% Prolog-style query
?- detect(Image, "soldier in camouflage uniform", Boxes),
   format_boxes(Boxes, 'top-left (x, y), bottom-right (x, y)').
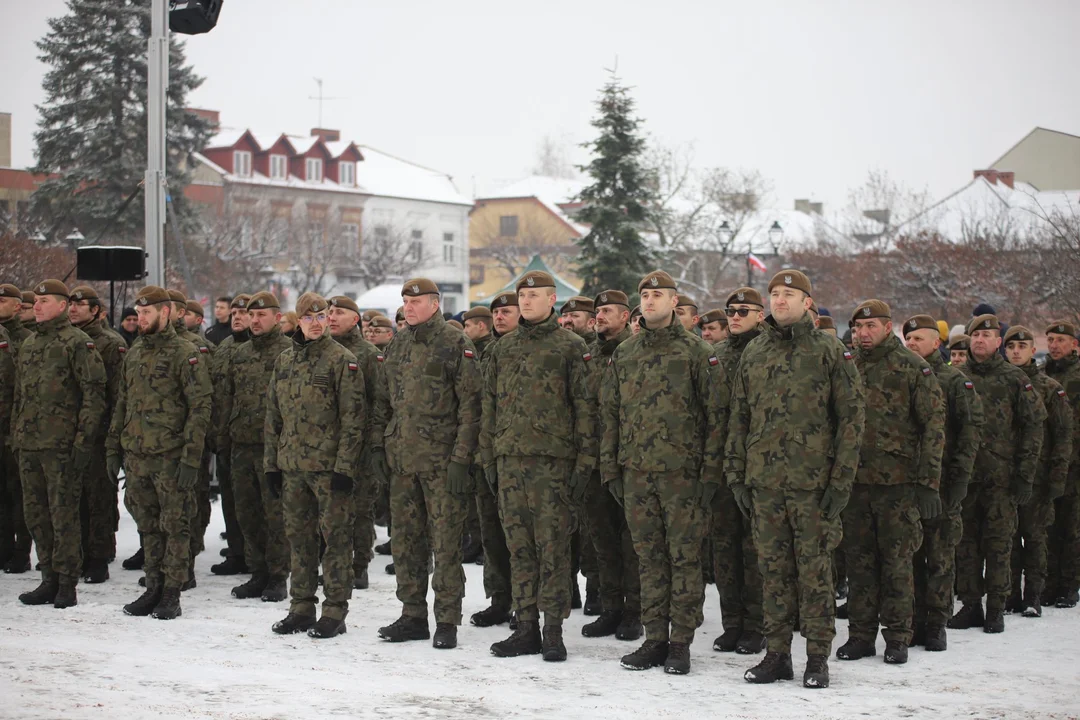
top-left (0, 285), bottom-right (33, 573)
top-left (481, 271), bottom-right (596, 662)
top-left (68, 285), bottom-right (127, 584)
top-left (948, 315), bottom-right (1047, 633)
top-left (326, 295), bottom-right (382, 590)
top-left (725, 270), bottom-right (865, 688)
top-left (836, 300), bottom-right (945, 665)
top-left (1042, 321), bottom-right (1080, 608)
top-left (600, 270), bottom-right (728, 675)
top-left (907, 315), bottom-right (983, 652)
top-left (216, 293), bottom-right (293, 602)
top-left (11, 280), bottom-right (105, 608)
top-left (264, 293), bottom-right (367, 638)
top-left (1004, 325), bottom-right (1072, 617)
top-left (703, 287), bottom-right (765, 655)
top-left (105, 285), bottom-right (212, 620)
top-left (373, 277), bottom-right (481, 649)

━━━━━━━━━━━━━━━━━━━━

PROBLEM TO SOLVE:
Reproduce the listing above line for line, with no changes, but omit the picture.

SOLUTION FOR THIS EXERCISE:
% Prolog-style query
?- detect(Image, "soldier in camouflage uniform", Boxes),
   format_boxes(Boxes, 'top-left (x, y), bottom-right (x, y)').
top-left (0, 285), bottom-right (33, 573)
top-left (481, 271), bottom-right (596, 662)
top-left (68, 285), bottom-right (127, 584)
top-left (948, 315), bottom-right (1047, 633)
top-left (326, 295), bottom-right (382, 590)
top-left (725, 270), bottom-right (865, 688)
top-left (836, 300), bottom-right (945, 665)
top-left (1042, 321), bottom-right (1080, 608)
top-left (600, 270), bottom-right (728, 675)
top-left (907, 315), bottom-right (983, 652)
top-left (216, 293), bottom-right (293, 602)
top-left (11, 280), bottom-right (105, 608)
top-left (264, 293), bottom-right (367, 638)
top-left (1004, 325), bottom-right (1072, 617)
top-left (703, 287), bottom-right (765, 655)
top-left (105, 285), bottom-right (212, 620)
top-left (373, 277), bottom-right (481, 649)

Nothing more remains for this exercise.